### TASKS TO PERFORM
A - In the news excerpt about the trial in Equatorial Guinea, how long were the sentences given to Armenia's citizens?
B - Extend the news excerpt about the trial in Equatorial Guinea by writing the paragraphs that follow its final sentence.

*** DOCUMENT EXCERPT Section Begins ***

Armenia’s government, meanwhile, continued to press the Equato-Guinean authorities to release its citizens sentenced to between 14 and 24 years at the end of a three-month trial on Friday. Most of the other defendants, including five South Africans, were also given lengthy jail terms.

“Neither the verdict nor the sentences were translated, and the defendants left court with no knowledge of their fate,” Amnesty International said in a statement.

“No evidence was presented in court to sustain the charges against the accused other than their statements, which the defendants said had been extracted under torture. However, defendants’ protestations to this effect were ignored by the bench,” the statement added.

The London-based watchdog, whose representatives monitored the trial, said all defendants have faced “cruel, degrading and inhumane treatment” by Equato-Guinean security officials since their arrest in the capital Malabo on March 8. “All defendants were held incommunicado, handcuffed and shackled 24 hours a day,” it said. “They did not receive an adequate diet, and only rarely received medical treatment for the many ailments that afflicted them in prison.”

*** DOCUMENT EXCERPT Section Ends ***
*** DATA TO EXAMINE Section Begins ***

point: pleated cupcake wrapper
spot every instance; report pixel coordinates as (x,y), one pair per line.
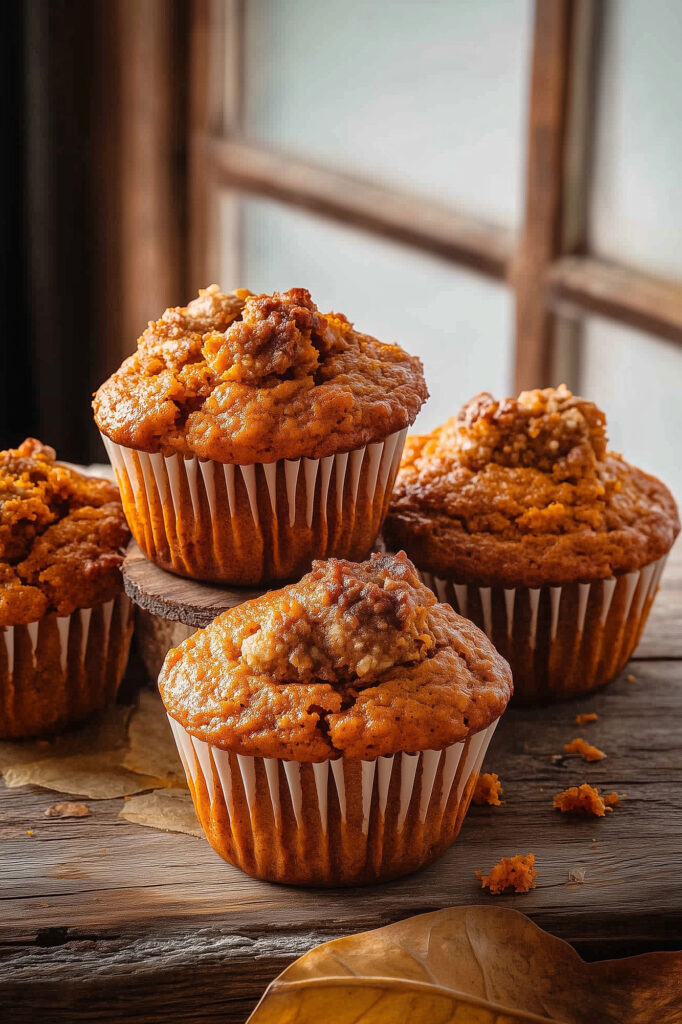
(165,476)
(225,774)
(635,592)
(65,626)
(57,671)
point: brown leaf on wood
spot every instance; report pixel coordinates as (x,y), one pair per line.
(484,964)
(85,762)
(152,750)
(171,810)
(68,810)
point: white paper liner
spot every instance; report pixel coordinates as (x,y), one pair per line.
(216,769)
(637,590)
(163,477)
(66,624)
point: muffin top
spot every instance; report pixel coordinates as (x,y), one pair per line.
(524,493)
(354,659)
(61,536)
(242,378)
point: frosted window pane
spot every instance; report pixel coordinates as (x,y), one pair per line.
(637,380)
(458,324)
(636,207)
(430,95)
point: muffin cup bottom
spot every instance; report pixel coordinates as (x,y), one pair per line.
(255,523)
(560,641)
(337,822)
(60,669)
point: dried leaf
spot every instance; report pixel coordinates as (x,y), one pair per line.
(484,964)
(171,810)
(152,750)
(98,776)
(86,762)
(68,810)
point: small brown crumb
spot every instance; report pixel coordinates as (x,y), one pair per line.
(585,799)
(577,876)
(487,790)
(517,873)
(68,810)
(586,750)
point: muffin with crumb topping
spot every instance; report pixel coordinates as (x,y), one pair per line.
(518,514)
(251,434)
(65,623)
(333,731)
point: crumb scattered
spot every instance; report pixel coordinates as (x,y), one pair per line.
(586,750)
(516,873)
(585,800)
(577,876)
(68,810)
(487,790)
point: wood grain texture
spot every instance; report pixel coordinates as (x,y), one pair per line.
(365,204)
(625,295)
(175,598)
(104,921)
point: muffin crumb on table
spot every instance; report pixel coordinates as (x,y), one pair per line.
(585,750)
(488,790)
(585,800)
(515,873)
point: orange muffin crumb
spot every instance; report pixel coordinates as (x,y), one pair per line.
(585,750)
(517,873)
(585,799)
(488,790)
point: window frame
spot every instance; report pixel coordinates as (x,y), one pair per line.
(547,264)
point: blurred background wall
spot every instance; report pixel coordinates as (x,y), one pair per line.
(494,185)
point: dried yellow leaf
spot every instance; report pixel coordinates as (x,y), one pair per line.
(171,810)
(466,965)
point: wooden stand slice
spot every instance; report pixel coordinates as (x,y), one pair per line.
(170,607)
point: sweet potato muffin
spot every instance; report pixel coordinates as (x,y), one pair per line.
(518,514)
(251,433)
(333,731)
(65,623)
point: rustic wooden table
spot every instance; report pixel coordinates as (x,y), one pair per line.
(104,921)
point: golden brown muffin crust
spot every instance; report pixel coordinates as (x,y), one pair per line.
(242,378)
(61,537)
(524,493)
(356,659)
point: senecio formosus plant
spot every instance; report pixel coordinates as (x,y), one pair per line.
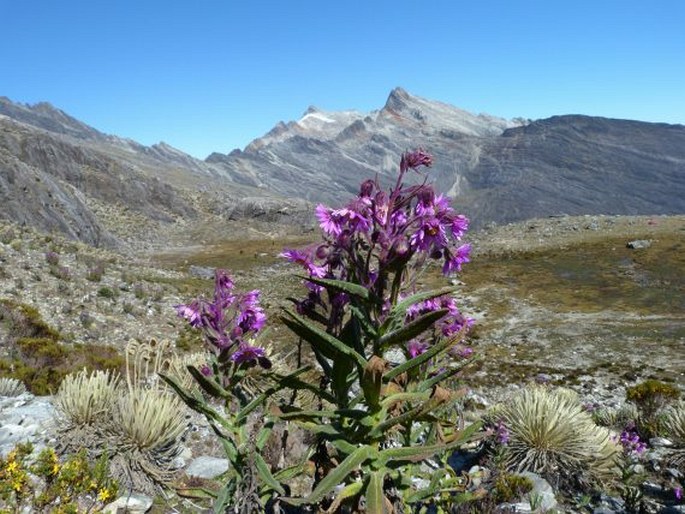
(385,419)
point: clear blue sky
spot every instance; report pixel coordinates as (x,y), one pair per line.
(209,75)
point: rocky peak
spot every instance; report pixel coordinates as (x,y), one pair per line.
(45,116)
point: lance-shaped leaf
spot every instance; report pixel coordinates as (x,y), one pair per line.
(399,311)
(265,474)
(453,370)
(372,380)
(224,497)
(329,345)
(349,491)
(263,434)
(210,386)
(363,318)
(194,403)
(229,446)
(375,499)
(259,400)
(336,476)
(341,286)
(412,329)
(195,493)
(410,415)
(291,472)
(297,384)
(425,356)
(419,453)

*** DATA TO EXAMINE Section Ends ***
*** DATA TO EXAMINE Section Begins ***

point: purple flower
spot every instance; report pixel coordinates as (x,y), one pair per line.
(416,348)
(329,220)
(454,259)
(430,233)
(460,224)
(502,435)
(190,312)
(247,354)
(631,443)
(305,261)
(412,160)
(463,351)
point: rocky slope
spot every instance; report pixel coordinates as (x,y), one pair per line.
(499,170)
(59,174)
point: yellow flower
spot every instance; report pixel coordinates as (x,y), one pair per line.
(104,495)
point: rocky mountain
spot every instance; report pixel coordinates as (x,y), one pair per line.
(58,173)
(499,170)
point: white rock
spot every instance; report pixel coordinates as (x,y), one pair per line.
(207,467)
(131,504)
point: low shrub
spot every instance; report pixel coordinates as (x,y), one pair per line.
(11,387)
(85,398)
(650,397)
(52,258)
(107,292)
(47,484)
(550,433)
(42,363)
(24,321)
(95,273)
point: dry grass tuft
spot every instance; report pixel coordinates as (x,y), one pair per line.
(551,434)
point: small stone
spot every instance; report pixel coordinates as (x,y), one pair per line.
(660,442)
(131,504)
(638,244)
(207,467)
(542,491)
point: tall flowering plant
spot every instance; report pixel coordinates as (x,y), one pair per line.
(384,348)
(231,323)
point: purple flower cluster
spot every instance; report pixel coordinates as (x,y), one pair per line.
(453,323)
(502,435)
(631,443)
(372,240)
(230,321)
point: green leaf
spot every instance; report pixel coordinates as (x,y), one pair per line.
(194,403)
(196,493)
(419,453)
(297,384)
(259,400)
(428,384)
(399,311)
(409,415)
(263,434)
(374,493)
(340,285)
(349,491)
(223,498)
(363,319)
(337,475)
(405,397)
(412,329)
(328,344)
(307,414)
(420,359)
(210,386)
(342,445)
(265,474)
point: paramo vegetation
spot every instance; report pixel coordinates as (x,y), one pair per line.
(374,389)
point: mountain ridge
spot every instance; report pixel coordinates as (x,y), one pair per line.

*** DATA TO EXAMINE Section Ends ***
*** DATA TO EXAMINE Section Begins ***

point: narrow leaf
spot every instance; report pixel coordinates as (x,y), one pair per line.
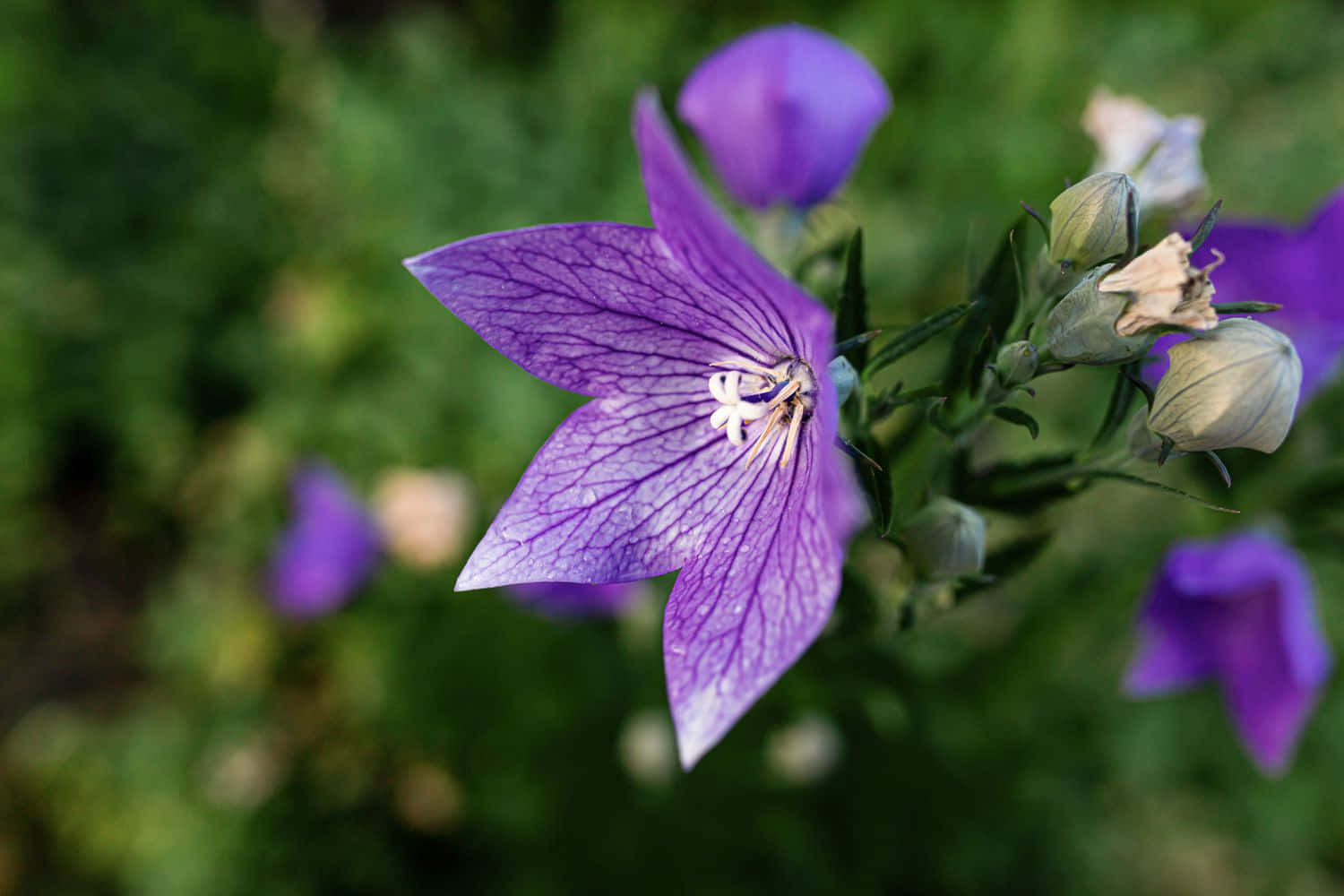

*** DATA TO EXAMINE Section Ends ***

### RESULTS BY TASK
A - Between 14 and 24 years.

B -
The suspects were alleged to be an advance party of foreign, mainly South African, mercenaries detained in Zimbabwe the day before their arrest. All of them pleaded not guilty to the accusations.

The six Armenians were the aircrew of an Antonov-12 transport plane that arrived in the oil-rich former Spanish colony last January. Both Tiga Air and a German airfreight company that leased the aircraft insist that they were due to ship equipment to the local oil industry and knew nothing about a reported plot to oust Equatorial Guinea’s longtime President Teodoro Obiang Nguema.

The Armenian government also insists on the pilots’ innocence. Two Armenian Foreign Ministry officials attended the concluding session of the trial and were still in Malabo as of Tuesday evening. A Foreign Ministry statement said they were allowed to visit the jailed Armenians and passed on to the Equato-Guinean authorities official Yerevan’s request to review the their case.

The statement added that the local attorney of the Antonov-12 aircrew has still not received a copy of the trial verdict and is thus unable to lodge an appeal against it at the country’s Supreme Court.

Meanwhile, three other South Africans acquitted by the court on Friday have given harrowing accounts of torture and humiliation in Malabo’s notorious Black Beach prison. One of them, Mark Schmidt, stayed in the same house with the Armenians before the arrest.

The men told a South African newspaper that the prison inmates were kept with hands cuffed behind their backs. One of them, Ablo Augusto, said: “Some of the guys were crying, begging for them to loosen the cuffs. Every time you turned, even a little bit, the cuffs tightened more. They'd just say: "Too tight?" Then they'd tighten it some more.”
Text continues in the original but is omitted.